▶ [To do]:
Revise the part of the records that opens with the line containing "the black face" and runs through the end of the records, changing "put a point on" to "mark" and keeping everything else unchanged.

Stored records

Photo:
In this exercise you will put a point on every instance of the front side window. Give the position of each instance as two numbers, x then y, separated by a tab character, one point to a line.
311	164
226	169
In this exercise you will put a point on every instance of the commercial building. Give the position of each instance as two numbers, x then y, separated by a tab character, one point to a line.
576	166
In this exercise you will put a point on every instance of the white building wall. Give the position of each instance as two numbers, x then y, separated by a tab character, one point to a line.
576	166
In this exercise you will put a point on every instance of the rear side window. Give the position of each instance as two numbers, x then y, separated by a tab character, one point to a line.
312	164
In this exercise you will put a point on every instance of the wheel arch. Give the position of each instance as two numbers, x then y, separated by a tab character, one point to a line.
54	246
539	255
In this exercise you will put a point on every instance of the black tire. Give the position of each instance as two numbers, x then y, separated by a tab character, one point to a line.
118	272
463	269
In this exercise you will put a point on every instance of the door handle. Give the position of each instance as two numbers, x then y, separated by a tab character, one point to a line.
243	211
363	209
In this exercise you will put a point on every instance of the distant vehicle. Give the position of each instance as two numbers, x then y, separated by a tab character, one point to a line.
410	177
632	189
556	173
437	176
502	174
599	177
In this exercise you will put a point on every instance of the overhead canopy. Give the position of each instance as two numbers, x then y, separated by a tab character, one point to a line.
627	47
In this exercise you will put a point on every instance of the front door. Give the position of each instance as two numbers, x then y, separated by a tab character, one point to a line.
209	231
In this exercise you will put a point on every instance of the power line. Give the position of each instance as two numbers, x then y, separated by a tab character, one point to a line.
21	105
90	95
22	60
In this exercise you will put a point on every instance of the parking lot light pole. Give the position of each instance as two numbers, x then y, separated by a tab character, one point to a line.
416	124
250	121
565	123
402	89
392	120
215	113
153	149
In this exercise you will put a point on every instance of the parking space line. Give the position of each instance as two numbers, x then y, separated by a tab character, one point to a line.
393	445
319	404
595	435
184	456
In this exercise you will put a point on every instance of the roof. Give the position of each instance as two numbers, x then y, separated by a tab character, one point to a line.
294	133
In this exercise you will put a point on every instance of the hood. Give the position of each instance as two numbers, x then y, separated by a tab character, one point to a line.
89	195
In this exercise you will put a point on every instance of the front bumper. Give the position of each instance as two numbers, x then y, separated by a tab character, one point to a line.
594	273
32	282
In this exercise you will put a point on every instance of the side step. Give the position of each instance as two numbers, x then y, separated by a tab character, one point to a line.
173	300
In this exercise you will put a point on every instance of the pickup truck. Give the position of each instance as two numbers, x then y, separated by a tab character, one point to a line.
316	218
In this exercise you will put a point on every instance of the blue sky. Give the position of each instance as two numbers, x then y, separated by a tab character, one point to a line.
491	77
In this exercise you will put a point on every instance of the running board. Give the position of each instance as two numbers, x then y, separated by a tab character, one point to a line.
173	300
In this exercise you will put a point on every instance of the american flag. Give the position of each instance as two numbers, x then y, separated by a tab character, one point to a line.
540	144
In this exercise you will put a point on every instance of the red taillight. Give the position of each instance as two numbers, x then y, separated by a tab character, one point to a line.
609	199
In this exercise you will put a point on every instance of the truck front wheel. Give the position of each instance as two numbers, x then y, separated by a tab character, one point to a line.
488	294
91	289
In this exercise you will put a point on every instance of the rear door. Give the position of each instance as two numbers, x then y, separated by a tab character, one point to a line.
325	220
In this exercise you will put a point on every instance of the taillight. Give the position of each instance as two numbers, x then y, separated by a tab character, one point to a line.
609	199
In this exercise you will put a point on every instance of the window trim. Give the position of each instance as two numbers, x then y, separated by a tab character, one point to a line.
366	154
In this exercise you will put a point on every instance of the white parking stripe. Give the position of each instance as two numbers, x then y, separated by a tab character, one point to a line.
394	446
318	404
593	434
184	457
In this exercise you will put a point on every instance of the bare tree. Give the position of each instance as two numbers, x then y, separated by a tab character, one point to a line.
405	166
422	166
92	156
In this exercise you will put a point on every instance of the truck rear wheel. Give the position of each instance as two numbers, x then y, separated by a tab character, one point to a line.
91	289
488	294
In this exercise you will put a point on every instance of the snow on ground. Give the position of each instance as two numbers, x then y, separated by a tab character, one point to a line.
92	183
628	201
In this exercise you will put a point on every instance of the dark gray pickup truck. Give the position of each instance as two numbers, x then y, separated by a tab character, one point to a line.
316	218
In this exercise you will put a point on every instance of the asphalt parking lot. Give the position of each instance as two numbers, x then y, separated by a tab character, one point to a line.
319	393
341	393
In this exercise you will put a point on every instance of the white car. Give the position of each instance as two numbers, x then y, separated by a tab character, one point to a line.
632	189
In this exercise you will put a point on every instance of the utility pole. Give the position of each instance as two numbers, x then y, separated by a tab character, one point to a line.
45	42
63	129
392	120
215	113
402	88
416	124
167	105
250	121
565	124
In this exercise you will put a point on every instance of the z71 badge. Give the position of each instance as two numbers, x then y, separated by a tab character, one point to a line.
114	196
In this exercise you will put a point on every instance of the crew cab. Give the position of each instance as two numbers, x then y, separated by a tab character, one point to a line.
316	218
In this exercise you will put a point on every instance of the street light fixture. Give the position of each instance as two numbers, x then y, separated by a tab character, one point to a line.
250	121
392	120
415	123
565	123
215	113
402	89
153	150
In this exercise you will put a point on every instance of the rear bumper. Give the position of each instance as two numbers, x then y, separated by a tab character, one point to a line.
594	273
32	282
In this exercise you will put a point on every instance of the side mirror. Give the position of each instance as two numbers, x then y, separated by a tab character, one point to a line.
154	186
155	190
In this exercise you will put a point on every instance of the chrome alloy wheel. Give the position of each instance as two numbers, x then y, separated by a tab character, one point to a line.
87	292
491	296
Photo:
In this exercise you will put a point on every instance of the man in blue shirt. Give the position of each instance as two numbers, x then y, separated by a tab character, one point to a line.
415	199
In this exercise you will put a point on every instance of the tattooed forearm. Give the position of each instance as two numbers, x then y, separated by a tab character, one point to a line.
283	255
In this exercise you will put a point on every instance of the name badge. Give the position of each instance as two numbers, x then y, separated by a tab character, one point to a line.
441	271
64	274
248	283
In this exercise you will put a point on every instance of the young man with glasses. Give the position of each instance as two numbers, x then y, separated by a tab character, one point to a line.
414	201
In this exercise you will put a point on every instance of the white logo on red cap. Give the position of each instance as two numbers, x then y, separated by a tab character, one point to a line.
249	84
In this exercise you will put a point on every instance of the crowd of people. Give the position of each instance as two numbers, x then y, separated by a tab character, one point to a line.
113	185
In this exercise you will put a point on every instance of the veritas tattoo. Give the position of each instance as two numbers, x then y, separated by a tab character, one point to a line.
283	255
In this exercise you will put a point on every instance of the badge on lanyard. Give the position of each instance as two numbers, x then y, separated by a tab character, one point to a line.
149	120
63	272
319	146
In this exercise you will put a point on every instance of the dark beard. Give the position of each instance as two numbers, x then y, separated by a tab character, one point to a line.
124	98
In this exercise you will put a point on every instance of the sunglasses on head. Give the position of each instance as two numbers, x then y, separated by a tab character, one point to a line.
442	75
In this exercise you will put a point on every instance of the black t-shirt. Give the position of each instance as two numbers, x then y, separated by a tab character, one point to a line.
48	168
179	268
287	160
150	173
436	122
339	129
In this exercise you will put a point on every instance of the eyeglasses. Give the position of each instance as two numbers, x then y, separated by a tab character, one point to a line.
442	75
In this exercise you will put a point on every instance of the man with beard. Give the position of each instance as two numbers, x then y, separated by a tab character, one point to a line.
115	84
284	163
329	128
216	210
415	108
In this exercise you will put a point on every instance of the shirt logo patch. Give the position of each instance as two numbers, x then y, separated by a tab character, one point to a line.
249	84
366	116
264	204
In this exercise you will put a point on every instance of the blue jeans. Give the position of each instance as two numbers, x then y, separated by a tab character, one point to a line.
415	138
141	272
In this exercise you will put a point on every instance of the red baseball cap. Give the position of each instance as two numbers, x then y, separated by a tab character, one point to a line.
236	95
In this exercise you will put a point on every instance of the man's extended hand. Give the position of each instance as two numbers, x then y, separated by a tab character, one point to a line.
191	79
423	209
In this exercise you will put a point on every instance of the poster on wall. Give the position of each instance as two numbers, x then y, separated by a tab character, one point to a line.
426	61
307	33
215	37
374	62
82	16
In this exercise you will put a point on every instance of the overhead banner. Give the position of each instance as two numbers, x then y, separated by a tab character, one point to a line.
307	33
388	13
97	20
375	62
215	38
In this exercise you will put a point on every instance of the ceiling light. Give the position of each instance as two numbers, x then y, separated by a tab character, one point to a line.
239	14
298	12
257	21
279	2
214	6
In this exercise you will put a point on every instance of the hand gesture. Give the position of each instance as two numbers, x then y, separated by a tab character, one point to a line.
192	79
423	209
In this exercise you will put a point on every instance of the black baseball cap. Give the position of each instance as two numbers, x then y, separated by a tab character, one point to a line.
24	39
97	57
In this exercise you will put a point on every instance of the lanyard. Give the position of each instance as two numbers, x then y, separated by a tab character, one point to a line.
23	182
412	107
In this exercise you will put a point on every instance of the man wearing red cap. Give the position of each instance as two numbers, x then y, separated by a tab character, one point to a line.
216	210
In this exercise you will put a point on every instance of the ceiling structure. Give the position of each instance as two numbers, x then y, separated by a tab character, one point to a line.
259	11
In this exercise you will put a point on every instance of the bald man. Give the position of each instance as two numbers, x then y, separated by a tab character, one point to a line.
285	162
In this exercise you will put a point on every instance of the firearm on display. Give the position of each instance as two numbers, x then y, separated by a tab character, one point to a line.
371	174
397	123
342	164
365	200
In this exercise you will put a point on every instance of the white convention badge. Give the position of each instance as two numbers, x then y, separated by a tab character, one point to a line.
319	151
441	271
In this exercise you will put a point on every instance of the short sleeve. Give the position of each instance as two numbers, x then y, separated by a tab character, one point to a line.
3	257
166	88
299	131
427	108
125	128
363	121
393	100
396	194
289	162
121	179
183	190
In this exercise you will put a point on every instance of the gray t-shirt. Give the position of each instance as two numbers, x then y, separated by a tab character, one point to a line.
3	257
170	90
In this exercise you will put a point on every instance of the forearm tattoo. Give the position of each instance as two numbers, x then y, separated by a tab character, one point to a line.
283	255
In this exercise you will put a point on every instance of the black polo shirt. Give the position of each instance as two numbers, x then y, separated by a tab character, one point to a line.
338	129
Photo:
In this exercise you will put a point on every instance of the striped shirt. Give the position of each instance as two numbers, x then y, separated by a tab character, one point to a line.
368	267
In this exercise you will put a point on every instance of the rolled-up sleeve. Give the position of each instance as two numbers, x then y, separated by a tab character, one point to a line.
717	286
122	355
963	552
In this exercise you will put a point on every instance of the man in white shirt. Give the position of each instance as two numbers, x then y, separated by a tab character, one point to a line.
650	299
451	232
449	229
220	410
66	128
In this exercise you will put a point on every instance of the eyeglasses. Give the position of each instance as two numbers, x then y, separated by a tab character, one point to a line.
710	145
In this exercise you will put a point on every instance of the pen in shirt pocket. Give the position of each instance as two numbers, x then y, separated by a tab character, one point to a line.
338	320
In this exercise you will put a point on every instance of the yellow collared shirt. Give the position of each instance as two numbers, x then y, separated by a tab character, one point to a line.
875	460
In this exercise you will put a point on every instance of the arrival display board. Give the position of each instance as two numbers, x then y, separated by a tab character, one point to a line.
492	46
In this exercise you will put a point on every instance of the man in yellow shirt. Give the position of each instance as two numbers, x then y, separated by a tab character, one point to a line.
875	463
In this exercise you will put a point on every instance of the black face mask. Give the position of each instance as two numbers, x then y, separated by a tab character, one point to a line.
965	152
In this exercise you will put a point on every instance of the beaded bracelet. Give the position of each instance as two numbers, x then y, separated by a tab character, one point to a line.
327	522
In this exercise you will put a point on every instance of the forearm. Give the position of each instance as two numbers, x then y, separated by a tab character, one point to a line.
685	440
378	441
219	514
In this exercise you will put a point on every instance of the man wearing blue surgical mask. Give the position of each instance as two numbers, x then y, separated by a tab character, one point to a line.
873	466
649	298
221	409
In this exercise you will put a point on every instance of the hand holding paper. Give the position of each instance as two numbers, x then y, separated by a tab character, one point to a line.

▶ [Result below]:
In this exercise you will mark every instance of the black face mask. Give the position of each instance as two numbers, x then y, separated by a tab character, one point to a line.
965	152
In this exercise you will mark every instance of the beaded bracelet. Give the position of each instance as two numbers, x then y, separated by a tab character, one point to a line.
327	522
In this exercise you will mark every instance of the forearm. Give the position of each instance as two numbers, x then y, separated by a tab character, one point to a line.
685	440
378	441
219	514
In this exercise you will mark every instance of the man wearing blue surgical mask. Give the position of each instance as two numbers, x then y, separated by a tab character, one point to a line.
873	466
649	298
221	409
In this exercise you will mark every instance of the hand holding paper. Give the position of each instance as two numbers, x then y, separated by a tab character, one point to a line.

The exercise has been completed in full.